** START **
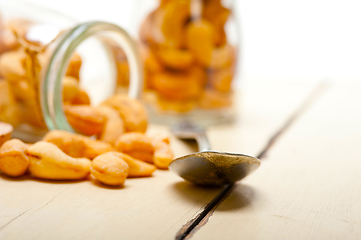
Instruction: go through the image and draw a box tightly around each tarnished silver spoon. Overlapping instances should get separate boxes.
[169,122,261,186]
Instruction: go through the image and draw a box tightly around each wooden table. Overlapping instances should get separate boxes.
[0,81,361,240]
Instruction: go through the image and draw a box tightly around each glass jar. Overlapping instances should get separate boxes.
[132,0,239,125]
[0,0,143,142]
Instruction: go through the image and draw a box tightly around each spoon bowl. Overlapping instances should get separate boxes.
[169,121,261,186]
[169,151,261,186]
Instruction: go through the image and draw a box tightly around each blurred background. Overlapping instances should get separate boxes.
[23,0,361,82]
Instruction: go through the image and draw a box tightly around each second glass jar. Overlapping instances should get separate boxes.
[132,0,239,125]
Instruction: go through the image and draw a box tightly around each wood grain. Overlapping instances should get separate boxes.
[192,85,361,240]
[0,79,314,239]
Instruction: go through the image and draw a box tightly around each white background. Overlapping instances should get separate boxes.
[18,0,361,82]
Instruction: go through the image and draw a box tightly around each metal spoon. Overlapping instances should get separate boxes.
[169,122,261,186]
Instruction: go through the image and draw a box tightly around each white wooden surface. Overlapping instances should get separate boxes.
[192,85,361,240]
[0,79,314,240]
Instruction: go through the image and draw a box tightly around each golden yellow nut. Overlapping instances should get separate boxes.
** END **
■ **Request**
Reproduce, word for word, the part of the items that opens with the line containing "around each blurred" and closes with the final line of the items, including both of those lines.

■ **Answer to the task**
Instruction: go through the image and draw a box tightly around each blurred background. Overlapping instances should get separate boxes.
[23,0,361,82]
Instruction: go through the image and draw a box tightly around each second glass jar. Overlapping instances should get separate boxes.
[132,0,239,125]
Instruction: go through the image and draw a box tightly around each wood grain. Overlapping instances should get separate boxes.
[192,85,361,240]
[0,79,314,239]
Instruction: go through the image and draw a box tightly around each white background. Overlapping instances should get separate boxes.
[18,0,361,82]
Instruction: go through the image and draw a box tightly around each metal spoon. Overlapping instances should get separate boxes.
[169,122,261,186]
Instruction: go through the image and draw a box tightly around each white wooden surface. Overlapping instances should get separate boxes.
[192,85,361,240]
[0,79,314,240]
Instruction: go through the image and draw a box tightly around each golden yellow nut. Overlapping instances should get separate boxes.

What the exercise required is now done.